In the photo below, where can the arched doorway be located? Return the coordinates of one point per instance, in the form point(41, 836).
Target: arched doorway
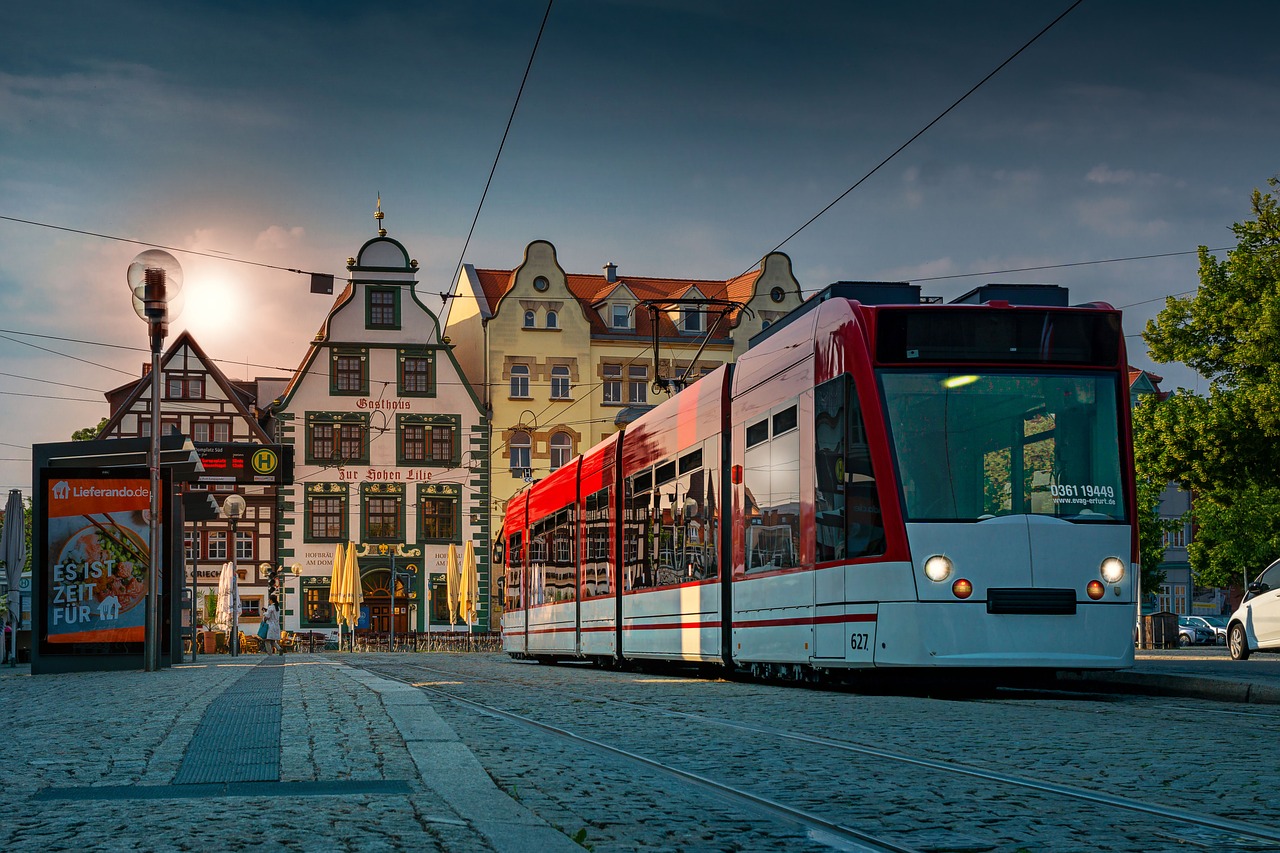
point(376, 589)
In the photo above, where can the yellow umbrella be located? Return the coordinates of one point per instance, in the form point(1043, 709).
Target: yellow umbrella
point(336, 588)
point(451, 583)
point(469, 600)
point(355, 594)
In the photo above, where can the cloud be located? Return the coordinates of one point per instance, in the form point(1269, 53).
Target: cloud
point(278, 237)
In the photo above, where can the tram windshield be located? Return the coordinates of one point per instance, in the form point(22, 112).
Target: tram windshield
point(972, 446)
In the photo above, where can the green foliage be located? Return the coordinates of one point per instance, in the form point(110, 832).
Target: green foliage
point(1224, 445)
point(1151, 533)
point(88, 433)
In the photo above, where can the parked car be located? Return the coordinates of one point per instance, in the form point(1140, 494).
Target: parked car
point(1215, 624)
point(1193, 633)
point(1255, 626)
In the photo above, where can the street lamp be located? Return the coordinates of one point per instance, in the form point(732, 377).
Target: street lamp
point(400, 551)
point(155, 281)
point(233, 507)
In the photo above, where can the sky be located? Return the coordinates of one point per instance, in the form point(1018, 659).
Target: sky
point(672, 137)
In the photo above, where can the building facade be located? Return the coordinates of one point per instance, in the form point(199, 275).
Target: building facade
point(391, 450)
point(565, 359)
point(200, 401)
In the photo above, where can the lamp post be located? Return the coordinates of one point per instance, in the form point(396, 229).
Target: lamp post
point(155, 281)
point(400, 551)
point(233, 507)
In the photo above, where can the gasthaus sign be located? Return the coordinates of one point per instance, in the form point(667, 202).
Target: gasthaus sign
point(97, 559)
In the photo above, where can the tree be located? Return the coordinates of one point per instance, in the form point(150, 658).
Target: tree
point(1224, 445)
point(88, 433)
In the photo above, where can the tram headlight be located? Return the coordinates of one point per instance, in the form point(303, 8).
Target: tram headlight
point(937, 568)
point(1111, 570)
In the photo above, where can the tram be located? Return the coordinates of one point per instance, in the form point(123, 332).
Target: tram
point(873, 484)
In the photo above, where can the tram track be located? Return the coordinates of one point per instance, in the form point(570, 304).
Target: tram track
point(1238, 834)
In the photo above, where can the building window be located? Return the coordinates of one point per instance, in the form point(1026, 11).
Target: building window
point(382, 308)
point(327, 512)
point(562, 448)
point(348, 372)
point(519, 381)
point(442, 443)
point(612, 383)
point(560, 382)
point(638, 384)
point(439, 518)
point(337, 438)
point(414, 443)
point(184, 387)
point(384, 511)
point(218, 544)
point(428, 439)
point(690, 319)
point(243, 547)
point(416, 374)
point(520, 446)
point(1176, 538)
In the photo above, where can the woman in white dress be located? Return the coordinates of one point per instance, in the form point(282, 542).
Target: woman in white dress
point(272, 616)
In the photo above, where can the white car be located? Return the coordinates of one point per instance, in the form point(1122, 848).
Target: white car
point(1255, 626)
point(1215, 624)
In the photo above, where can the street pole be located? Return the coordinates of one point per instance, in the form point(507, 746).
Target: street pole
point(155, 279)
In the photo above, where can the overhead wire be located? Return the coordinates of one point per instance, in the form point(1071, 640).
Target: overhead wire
point(923, 129)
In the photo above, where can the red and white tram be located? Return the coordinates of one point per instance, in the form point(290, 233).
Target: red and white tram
point(871, 486)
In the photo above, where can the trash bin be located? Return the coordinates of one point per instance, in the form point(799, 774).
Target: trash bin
point(1160, 630)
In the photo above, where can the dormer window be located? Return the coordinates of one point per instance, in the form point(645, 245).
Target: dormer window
point(690, 319)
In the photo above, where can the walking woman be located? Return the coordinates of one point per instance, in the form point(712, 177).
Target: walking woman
point(272, 616)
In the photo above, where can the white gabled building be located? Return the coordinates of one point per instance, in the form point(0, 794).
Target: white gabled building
point(391, 447)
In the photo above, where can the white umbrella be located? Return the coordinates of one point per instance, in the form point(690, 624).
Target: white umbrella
point(13, 548)
point(336, 588)
point(469, 598)
point(228, 600)
point(452, 579)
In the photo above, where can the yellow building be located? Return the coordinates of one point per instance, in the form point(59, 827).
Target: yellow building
point(565, 359)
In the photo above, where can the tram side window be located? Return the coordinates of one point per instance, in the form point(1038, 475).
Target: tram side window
point(513, 588)
point(598, 556)
point(636, 547)
point(772, 492)
point(846, 503)
point(551, 559)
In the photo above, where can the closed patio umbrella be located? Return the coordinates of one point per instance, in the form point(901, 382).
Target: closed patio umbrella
point(228, 603)
point(355, 593)
point(13, 548)
point(336, 588)
point(452, 579)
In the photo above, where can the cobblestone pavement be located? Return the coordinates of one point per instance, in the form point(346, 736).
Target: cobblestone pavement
point(368, 761)
point(365, 765)
point(1129, 747)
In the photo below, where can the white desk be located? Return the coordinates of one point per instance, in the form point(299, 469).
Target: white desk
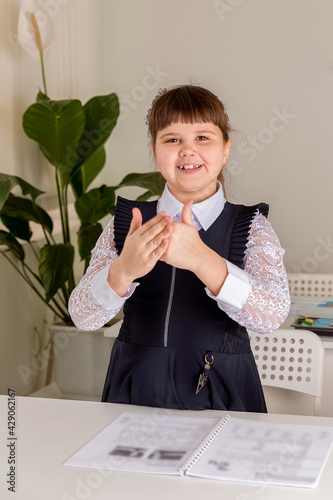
point(49, 432)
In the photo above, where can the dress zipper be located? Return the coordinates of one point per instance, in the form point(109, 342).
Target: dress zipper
point(167, 317)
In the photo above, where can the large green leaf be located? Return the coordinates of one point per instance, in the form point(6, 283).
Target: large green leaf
point(57, 127)
point(24, 209)
point(96, 204)
point(8, 182)
point(55, 266)
point(87, 237)
point(8, 240)
point(18, 227)
point(101, 114)
point(87, 172)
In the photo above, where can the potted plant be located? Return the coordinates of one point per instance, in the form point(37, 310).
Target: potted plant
•••
Objective ::
Without including any pictures, output all the entries above exactly.

Output for this exercise ::
In the photo below, where can the arched doorway be located? Return the coordinates of one point per instance, in the form point(41, 836).
Target: arched doorway
point(376, 589)
In the photo above, where can the yellow umbrella be located? Return the coordinates of one point per instance, in the form point(1043, 709).
Target: yellow umbrella
point(336, 588)
point(451, 583)
point(469, 600)
point(355, 594)
In the photo above, where can the cloud be located? Return the coordinates of one point per instance, in the form point(1269, 53).
Target: cloud
point(278, 237)
In the photo above, where can the tram windshield be located? Return the coordinates of one point per instance, in the form point(22, 112).
Target: tram windshield
point(972, 446)
In the photo above, where can the green foliage be located? Return the coordinates of one point per instance, in the form point(110, 832).
Target: green foliage
point(1224, 445)
point(1151, 533)
point(88, 433)
In the photo above, where can the parked car be located? Return the coordinates of one point per instance, in the form point(1140, 494).
Target: parked car
point(1215, 624)
point(1193, 633)
point(1255, 626)
In the photo above, where can the street lamp be located? Return the coordinates of one point per instance, in the form point(732, 377).
Target: street lamp
point(400, 551)
point(155, 281)
point(233, 507)
In the photo above, where can the sky be located? Return the coordinates of one point per instance, in the form point(1018, 659).
Target: sky
point(672, 137)
In the photo above, where can the building facade be located? Return the coordinates of one point per instance, in the form point(199, 275).
Target: building facade
point(391, 450)
point(565, 359)
point(200, 401)
In the photo above, where can the lamp post be located? Return the coordinates of one point per instance, in the form point(396, 229).
Target: lamp post
point(155, 281)
point(400, 551)
point(233, 507)
In the photo above, where can the gasthaus sign be located? Return the coordinates of one point per instance, in the form point(667, 202).
Target: gasthaus sign
point(97, 559)
In the photo above, where can the tree be located? Return the coordinates of one point per instance, in the form point(150, 658).
Target: tree
point(1224, 445)
point(88, 433)
In the photo above, where can the tram headlight be located? Return the coordinates of one point per instance, in the form point(303, 8).
Target: tram headlight
point(937, 568)
point(1111, 570)
In the photo above, where can the tram be located? Return the coordinates of one point per instance, in the form point(123, 332).
Target: tram
point(873, 484)
In the photo above, where can the tram track be located? Return the coordinates of one point per instance, in the form point(570, 304).
Target: tram track
point(1238, 834)
In the photo above, where can the building window be located? Return the coordinates of one point per instance, in the form point(1026, 11).
Target: building window
point(382, 308)
point(327, 512)
point(562, 448)
point(348, 372)
point(519, 381)
point(442, 443)
point(612, 383)
point(560, 382)
point(638, 384)
point(439, 518)
point(337, 438)
point(414, 443)
point(184, 387)
point(384, 511)
point(218, 544)
point(428, 439)
point(690, 319)
point(243, 547)
point(416, 374)
point(520, 446)
point(1176, 538)
In the photo above, where can the woman in white dress be located? Return the coordinates of one point per instance, in the form point(282, 542).
Target: woman in white dress
point(272, 616)
In the photo above, where can the white car be located? Return the coordinates of one point per instance, in the form point(1122, 848).
Target: white car
point(1255, 626)
point(1215, 624)
In the photo above, where can the street pole be located? Return the coordinates of one point per instance, in the form point(507, 746).
Target: street pole
point(155, 279)
In the photo above, where can the overhead wire be located? Return the coordinates of one point per instance, in the form point(1071, 640).
Target: overhead wire
point(923, 129)
In the photo above, where can the red and white tram be located? Return the coordinates of one point per instance, in the form point(290, 233).
Target: red and white tram
point(871, 486)
In the photo above, where can the trash bin be located? Return the coordinates of one point per instance, in the form point(799, 774).
Target: trash bin
point(1160, 630)
In the photo above, where can the dormer window be located? Return the coordinates of one point per instance, in the form point(645, 245).
Target: dormer window
point(690, 319)
In the photo above, where can the walking woman be located? Return the coordinates of one point per instance, in the form point(712, 177).
Target: walking woman
point(272, 616)
In the photo above, where can the white gabled building be located? Return the coordinates of one point per instance, in the form point(0, 794).
Target: white gabled building
point(391, 447)
In the photo above, where can the white umbrella be located? Return the coordinates of one point per instance, in the form point(690, 624).
Target: white umbrella
point(13, 548)
point(336, 588)
point(469, 598)
point(228, 600)
point(452, 579)
In the photo above, where can the yellow building be located? Return the coordinates of one point per instance, in the form point(59, 827).
Target: yellow building
point(565, 359)
In the photo above, where can the tram side window be located? Return the coordinates of one point per instance, in the form point(1038, 475).
Target: tram side window
point(513, 588)
point(598, 556)
point(636, 547)
point(772, 492)
point(846, 503)
point(551, 559)
In the photo above, where can the closed patio umbrella be located? Return the coordinates of one point per instance, in the form point(901, 382).
Target: closed patio umbrella
point(228, 603)
point(355, 593)
point(13, 548)
point(336, 588)
point(452, 579)
In the photo above, where can the cobblestone pavement be located? Return the coordinates of one point per instance, in the form point(346, 736).
Target: cobblestone pavement
point(368, 761)
point(365, 765)
point(1129, 747)
In the photo below, where can the white desk be located? Return the coordinates of one point per instance, in the form point(299, 469).
Target: white desk
point(49, 432)
In the photo above, where can the dress zipper be located? Return the coordinates of one point per instance, in the form point(109, 342).
Target: dress zipper
point(167, 317)
In the photo above, where can the large green leaf be located? Return the coordinates of one point per instance, in the form point(6, 283).
Target: large green leaf
point(57, 127)
point(24, 209)
point(96, 204)
point(8, 182)
point(55, 266)
point(87, 237)
point(8, 240)
point(18, 227)
point(101, 114)
point(87, 172)
In the photo above, where can the potted plant be located? Return the coordinates of one point per instance, in the form point(37, 310).
Target: potted plant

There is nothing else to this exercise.